Assigned task
Collect the lines of the entries where "light" shows up.
(Information)
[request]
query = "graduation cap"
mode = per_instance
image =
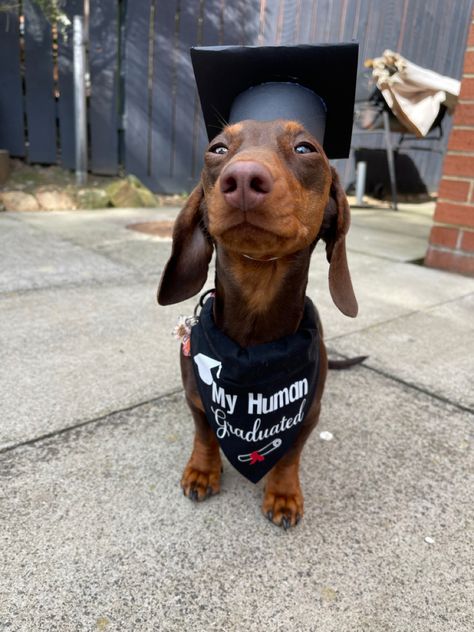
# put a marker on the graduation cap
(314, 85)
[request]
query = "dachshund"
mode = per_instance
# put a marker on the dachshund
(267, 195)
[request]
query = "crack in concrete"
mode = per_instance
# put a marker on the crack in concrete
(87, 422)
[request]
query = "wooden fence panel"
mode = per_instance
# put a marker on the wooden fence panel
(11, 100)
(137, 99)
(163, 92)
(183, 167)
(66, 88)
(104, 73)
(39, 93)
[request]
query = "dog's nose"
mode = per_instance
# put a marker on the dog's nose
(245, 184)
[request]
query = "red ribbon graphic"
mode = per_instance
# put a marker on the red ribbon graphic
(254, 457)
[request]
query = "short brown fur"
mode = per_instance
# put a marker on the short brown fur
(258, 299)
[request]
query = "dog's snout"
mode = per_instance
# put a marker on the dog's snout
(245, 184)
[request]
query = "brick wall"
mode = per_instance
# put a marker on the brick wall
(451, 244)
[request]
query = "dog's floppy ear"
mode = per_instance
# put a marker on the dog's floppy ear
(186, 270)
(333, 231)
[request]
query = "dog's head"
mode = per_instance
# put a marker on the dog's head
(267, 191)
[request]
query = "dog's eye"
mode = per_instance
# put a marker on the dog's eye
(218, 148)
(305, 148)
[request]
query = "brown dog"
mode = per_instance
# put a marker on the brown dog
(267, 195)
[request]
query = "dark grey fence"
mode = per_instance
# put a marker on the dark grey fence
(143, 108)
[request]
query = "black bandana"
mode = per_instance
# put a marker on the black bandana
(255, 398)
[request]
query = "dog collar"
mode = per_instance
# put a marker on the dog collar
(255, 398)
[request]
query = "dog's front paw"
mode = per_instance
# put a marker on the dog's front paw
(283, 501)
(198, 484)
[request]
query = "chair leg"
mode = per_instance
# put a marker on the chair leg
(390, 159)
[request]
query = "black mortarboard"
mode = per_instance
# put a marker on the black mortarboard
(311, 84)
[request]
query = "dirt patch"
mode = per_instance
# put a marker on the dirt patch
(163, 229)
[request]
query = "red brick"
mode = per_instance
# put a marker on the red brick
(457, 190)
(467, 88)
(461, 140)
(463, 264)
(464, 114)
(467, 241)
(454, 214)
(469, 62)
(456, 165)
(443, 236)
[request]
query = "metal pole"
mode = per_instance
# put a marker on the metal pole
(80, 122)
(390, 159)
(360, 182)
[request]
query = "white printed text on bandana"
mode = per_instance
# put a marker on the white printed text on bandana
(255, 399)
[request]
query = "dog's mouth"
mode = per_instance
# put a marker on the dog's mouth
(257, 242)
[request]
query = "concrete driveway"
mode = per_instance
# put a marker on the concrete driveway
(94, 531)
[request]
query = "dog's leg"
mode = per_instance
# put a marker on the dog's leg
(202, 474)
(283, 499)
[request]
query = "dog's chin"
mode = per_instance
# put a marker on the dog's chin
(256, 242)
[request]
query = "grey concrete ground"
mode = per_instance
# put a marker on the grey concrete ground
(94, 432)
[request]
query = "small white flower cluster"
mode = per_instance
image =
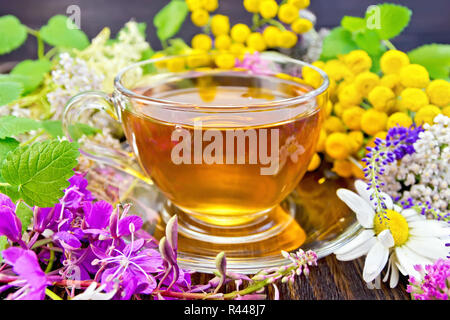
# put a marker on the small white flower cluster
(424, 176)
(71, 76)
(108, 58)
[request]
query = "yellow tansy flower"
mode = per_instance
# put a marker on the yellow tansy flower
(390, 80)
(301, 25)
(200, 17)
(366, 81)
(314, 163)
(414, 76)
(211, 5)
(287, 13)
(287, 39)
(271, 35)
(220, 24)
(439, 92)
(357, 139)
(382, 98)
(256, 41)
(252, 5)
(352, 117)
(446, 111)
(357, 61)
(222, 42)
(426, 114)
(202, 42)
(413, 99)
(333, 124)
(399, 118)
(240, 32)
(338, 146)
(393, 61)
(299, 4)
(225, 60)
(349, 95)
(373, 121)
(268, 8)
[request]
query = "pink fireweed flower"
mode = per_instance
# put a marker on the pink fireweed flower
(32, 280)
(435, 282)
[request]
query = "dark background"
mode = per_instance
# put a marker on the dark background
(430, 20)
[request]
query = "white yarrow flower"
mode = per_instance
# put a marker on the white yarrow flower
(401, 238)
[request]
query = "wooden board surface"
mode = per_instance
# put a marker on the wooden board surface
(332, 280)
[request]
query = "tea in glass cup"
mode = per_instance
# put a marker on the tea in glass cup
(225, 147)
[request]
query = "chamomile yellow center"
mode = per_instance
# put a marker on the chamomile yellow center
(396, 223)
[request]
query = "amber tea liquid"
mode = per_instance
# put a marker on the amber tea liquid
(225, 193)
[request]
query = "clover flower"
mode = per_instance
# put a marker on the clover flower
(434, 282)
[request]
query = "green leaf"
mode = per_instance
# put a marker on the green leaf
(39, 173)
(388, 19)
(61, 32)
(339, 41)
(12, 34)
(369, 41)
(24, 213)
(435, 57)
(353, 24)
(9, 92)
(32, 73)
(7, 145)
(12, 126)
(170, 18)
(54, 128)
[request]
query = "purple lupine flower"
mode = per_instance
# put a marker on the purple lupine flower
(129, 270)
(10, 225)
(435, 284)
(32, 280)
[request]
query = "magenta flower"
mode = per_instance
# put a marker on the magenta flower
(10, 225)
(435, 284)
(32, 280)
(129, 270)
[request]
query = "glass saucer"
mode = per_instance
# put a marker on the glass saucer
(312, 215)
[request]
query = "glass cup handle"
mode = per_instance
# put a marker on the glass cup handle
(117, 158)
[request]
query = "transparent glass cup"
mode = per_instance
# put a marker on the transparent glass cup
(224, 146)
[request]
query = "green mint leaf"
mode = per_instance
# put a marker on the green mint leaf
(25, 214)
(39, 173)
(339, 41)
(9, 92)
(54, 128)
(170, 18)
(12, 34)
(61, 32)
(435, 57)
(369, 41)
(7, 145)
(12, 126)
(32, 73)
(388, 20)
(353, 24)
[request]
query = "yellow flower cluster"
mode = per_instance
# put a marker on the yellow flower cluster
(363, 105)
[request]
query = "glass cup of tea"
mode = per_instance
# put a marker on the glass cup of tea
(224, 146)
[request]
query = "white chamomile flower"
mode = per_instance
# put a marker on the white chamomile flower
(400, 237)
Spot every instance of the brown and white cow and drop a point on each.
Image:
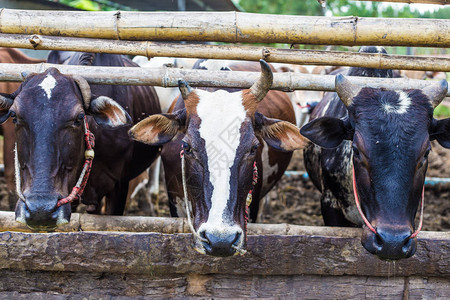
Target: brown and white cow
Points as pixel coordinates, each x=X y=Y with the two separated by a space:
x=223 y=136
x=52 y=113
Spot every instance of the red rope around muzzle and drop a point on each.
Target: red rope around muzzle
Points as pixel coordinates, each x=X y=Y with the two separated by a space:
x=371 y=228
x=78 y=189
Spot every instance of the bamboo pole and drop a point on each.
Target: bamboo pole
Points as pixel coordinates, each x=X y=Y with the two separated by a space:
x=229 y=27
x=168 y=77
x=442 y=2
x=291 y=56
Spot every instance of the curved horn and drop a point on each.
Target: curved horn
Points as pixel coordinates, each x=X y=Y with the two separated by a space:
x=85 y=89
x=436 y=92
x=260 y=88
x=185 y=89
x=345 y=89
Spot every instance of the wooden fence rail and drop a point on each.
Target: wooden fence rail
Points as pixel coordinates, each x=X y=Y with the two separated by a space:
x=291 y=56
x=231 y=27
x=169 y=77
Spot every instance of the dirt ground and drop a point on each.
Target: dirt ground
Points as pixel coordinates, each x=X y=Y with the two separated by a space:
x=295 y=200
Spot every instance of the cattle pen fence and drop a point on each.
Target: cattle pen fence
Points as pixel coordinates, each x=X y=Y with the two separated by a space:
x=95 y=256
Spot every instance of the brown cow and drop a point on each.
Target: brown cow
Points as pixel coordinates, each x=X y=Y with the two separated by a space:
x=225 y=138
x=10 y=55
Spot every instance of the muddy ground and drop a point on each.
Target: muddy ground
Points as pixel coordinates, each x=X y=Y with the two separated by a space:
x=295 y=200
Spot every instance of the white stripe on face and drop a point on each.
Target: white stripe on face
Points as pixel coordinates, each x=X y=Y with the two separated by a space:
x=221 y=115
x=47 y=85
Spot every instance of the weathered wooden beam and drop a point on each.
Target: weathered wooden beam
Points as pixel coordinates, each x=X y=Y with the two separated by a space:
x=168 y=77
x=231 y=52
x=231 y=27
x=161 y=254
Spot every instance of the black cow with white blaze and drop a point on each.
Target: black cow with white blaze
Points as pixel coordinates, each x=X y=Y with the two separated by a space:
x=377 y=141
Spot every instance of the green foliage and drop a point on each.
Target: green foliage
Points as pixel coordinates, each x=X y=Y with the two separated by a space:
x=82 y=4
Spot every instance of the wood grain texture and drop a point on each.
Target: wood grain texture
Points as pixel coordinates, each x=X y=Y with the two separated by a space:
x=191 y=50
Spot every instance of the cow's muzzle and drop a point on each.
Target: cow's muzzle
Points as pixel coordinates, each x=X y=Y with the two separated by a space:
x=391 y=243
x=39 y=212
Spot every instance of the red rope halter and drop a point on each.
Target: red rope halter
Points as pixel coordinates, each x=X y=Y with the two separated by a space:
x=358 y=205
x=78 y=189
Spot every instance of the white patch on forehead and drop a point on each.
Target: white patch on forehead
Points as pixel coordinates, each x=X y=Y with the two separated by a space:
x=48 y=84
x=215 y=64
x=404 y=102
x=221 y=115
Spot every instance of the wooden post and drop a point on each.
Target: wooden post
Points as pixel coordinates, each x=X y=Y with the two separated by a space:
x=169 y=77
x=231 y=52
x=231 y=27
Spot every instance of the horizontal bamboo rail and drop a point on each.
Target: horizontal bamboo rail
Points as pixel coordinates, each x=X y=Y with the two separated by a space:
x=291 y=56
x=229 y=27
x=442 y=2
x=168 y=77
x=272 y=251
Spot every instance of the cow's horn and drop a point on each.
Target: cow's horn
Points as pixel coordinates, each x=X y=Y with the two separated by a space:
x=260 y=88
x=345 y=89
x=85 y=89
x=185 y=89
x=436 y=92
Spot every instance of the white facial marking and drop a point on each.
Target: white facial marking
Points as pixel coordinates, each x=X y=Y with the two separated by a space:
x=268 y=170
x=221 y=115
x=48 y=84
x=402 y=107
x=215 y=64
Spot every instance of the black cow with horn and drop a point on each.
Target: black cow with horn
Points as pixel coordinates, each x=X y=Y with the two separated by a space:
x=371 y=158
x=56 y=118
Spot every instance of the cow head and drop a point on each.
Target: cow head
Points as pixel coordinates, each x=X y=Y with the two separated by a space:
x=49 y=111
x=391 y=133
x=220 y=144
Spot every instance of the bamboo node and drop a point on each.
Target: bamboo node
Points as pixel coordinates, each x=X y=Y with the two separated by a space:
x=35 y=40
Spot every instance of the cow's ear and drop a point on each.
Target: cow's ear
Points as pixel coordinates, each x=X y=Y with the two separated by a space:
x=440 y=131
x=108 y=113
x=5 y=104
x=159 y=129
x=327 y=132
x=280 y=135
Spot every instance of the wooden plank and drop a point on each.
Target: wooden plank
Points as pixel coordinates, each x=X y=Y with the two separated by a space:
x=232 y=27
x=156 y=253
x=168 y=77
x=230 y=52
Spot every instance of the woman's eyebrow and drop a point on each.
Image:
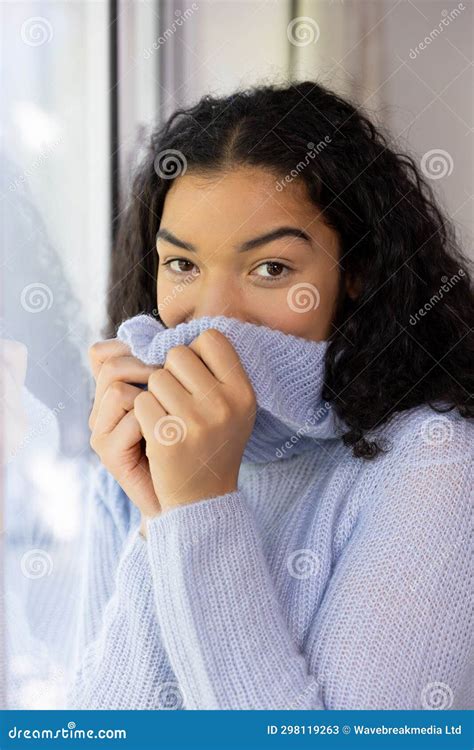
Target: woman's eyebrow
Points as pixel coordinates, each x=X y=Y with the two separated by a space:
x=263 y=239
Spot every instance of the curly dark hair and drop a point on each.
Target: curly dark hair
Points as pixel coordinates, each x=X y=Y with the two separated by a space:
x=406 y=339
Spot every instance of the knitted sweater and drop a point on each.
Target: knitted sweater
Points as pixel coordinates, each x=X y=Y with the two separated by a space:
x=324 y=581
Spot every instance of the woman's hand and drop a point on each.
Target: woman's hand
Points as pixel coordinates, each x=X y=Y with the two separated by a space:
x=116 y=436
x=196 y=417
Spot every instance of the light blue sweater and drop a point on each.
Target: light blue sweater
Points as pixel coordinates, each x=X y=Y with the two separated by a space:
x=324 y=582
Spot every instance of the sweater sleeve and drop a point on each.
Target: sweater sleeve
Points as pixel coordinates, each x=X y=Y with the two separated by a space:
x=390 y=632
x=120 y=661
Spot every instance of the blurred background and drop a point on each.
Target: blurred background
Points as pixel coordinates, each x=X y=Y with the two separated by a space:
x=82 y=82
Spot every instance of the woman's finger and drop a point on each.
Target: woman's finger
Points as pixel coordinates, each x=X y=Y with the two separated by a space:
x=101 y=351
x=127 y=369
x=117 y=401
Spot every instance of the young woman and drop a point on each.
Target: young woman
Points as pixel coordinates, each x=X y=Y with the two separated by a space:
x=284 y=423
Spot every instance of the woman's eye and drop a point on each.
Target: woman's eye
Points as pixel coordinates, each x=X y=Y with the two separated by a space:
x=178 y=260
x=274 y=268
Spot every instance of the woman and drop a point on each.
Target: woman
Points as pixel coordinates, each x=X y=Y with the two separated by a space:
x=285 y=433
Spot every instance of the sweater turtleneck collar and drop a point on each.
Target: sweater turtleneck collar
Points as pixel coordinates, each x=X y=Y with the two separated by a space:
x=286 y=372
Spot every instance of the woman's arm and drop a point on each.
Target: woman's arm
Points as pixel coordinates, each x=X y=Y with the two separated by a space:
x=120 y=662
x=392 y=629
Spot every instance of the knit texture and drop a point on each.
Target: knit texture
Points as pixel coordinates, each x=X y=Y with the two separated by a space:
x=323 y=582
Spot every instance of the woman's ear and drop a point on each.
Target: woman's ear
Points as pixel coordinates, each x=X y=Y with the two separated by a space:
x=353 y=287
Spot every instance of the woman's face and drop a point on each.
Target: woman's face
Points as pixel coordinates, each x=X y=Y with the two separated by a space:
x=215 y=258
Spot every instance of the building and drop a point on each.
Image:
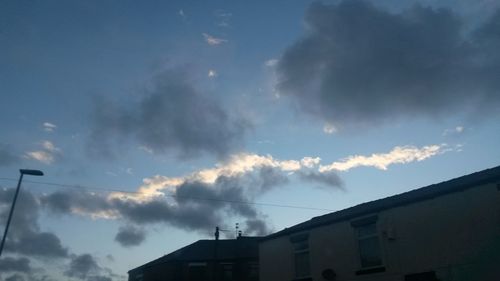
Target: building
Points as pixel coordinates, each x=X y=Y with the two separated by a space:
(End Information)
Solved exercise
Spot every instance of the light blue sweater and drop a point on each.
Target: light blue sweater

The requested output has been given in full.